| Given instruction |
Each entry below must be repeated exactly, with pictures left out.

| Records to use |
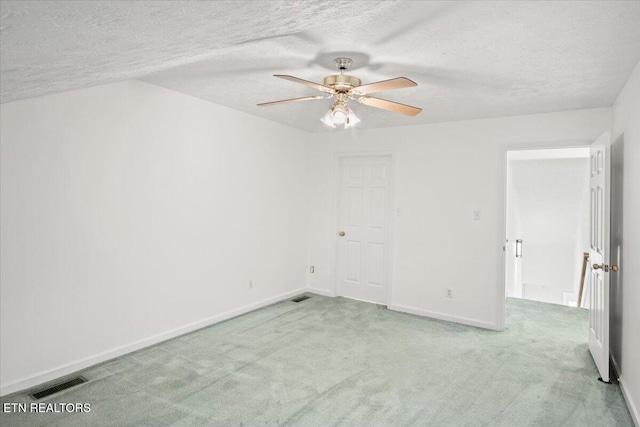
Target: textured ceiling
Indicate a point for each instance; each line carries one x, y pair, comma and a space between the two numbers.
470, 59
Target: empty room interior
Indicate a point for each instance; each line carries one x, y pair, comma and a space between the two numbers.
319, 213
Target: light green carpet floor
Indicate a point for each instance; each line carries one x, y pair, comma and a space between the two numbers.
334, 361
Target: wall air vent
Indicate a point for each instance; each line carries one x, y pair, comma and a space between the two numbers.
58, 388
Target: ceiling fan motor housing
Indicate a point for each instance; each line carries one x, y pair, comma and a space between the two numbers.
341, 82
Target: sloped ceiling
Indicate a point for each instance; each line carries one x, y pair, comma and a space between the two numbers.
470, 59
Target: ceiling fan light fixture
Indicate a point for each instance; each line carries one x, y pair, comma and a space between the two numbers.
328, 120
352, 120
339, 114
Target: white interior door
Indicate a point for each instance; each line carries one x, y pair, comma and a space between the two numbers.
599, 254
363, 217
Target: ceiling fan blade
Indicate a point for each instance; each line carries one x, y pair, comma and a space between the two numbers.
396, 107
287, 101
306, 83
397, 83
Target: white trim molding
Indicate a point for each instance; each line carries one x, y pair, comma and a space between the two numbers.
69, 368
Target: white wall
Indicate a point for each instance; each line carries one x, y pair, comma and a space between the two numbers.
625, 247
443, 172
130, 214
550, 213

| Exercise output |
Target: textured ceiling
Indicate a point for each instance; each line carries one x, y pair, comma and a space between the two numbers.
470, 59
Target: empty room interior
Indicate a point for each instance; each line carries one x, y pair, comma and a space between the two numbers.
319, 213
Target: light green carpet floor
Indicate a point for each instance; each line carries one x, y pair, comma and a space between the two numbers.
334, 361
Target: wall air vent
Indicate a point for each instance; each line carries one x, y pair, comma and a space between the two numbers.
58, 388
Target: ceiling fan motor housing
Indicate a point for each instance; each line carries one x, y pair, comma and a space between the two numbers.
341, 82
Target: sloped ceiling
Indicate a point for each instance; each line carries one x, y pair, comma and a space between the two numbers.
470, 59
Target: ceiling fan light fixture
Indicate a point for each instance; each line carries one x, y pair, comma and a space between the two numbers.
328, 120
352, 120
339, 114
Target: white interior door
Indicate a point for each instance; each line carries one x, y pair, comma and a space between the two numbers.
599, 254
363, 217
Target: ceiling fan blade
Indicate a point for each instance; each line carries one x, y pair, comma and a space between the two numbers.
396, 107
287, 101
306, 83
397, 83
Target: white trim molding
Indicate a point for each instance; each line carries one x, y pair, comma and a space between the two numbers.
69, 368
Target: white wall
Indicate a point for each instance; each line carries one x, y pair, comma and a space between the two numbers.
625, 247
443, 172
130, 214
550, 213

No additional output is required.